# START OF LISTED RECORDS

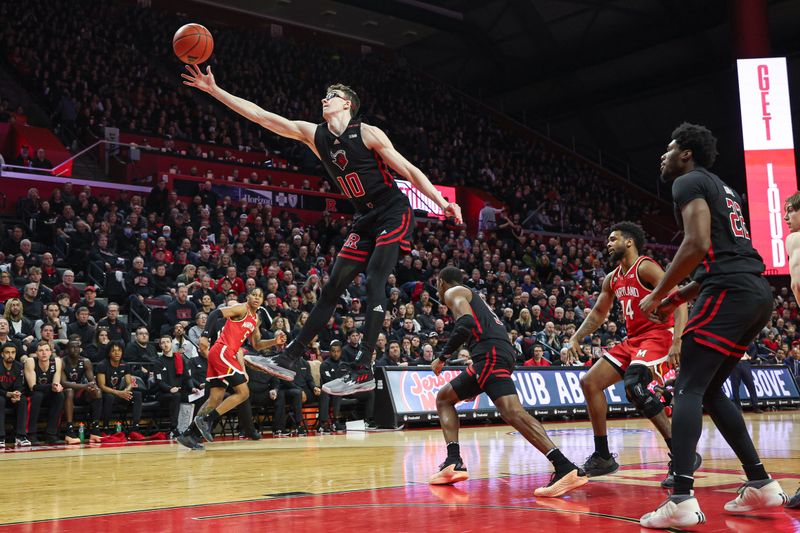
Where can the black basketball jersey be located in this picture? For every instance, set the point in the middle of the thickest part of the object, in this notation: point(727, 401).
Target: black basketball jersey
point(115, 376)
point(77, 373)
point(358, 172)
point(490, 331)
point(731, 250)
point(45, 377)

# END OF LISTED RECORDS

**EXERCISE DIRECTIONS:**
Repeat every line of the records word for word, but leave out the pictures.

**IN RESPONSE:**
Where can the black basketball jersey be located in this picture? For every instance, set the point in the middle of the thickest part of the object, in this notation: point(727, 401).
Target: black basketball jersey
point(115, 376)
point(77, 373)
point(358, 172)
point(490, 331)
point(731, 250)
point(45, 377)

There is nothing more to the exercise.